4

How can I create a unit test for a Stateful Process Function. I have something like this:

 private static SingleOutputStreamOperator<Tuple> methodName(KeyedStream<Event, String> stream) {
        return stream.window(TumblingEventTimeWindows.of(Time.minutes(10)))
                .process(new ProcessFunction());
    }

and

ProcessFunction extends ProcessWindowFunction<IN, OUT, KEY, W>

All the Harness tests that I've found in Flink page are extending from KeyedProcessFunction and this is not my case. Thanks. Kind regards!

David Anderson
  • 39,434
  • 4
  • 33
  • 60
Alter
  • 903
  • 1
  • 11
  • 27

2 Answers2

4

In general these test harnesses expect to be testing an operator, rather than a user function. So in the case of a ProcessWindowFunction, you need to first create an suitable window operator to pass to the test harness.

You can test a ProcessWindowFunction using a OneInputStreamOperatorTestHarness that you instantiate with a WindowOperator wrapped around your ProcessWindowFunction. I'm afraid this isn't particularly straightforward, but I can refer you to https://github.com/apache/flink/blob/release-1.11/flink-streaming-java/src/test/java/org/apache/flink/streaming/runtime/operators/windowing/WindowOperatorTest.java#L437 as an example.

David Anderson
  • 39,434
  • 4
  • 33
  • 60
  • 1
    Could you please give the simple, basic example of testing Flink window function? Especially `SlidingProcessingTimeWindows` function. I looked into these code snippets, but they seem to be quite complicated for me. I'm not able to apply them to my project. I also tried to unit test window function with custom sink, but I get no results on the output. There's nothing written about testing window functions in the Flink documentation too. I cannot find the very basic example of testing Flink window functions anywhere. – Piotr Wittchen Jun 17 '21 at 12:09
2

I found a solution, inspired to this method https://github.com/apache/flink/blob/release-1.11/flink-streaming-java/src/test/java/org/apache/flink/streaming/runtime/operators/windowing/WindowOperatorTest.java#L1340

In my case, I have to test a TumblingProcessingTimeWindow where the process() operator use a ProcessWindowFunction to count words keeping the previous window count (i.e not resetting the count each time the window is triggered)

WordCountPojo is a simple POJO with two field: word and count (you can use Tuple2 if you please)
--------------------
» PROBLEMS TO SOLVE:
A: In the thread, what should a OneInputStreamOperatorTestHarness be instantiated with to test a ProcessWindowFunction?
B: Write out the thread word for word, starting with "How can I create" and going on through "Thanks. Kind regards!".
The data after this thread isn't needed.

» SOURCE DATA:
--------------------
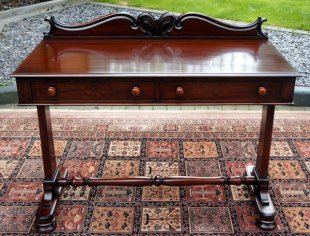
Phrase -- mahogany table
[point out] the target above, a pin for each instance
(120, 59)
--------------------
» RESULTS BY TASK:
A: A WindowOperator wrapped around the ProcessWindowFunction.

B:
How can I create a unit test for a Stateful Process Function. I have something like this:

 private static SingleOutputStreamOperator<Tuple> methodName(KeyedStream<Event, String> stream) {
        return stream.window(TumblingEventTimeWindows.of(Time.minutes(10)))
                .process(new ProcessFunction());
    }

and

ProcessFunction extends ProcessWindowFunction<IN, OUT, KEY, W>

All the Harness tests that I've found in Flink page are extending from KeyedProcessFunction and this is not my case. Thanks. Kind regards!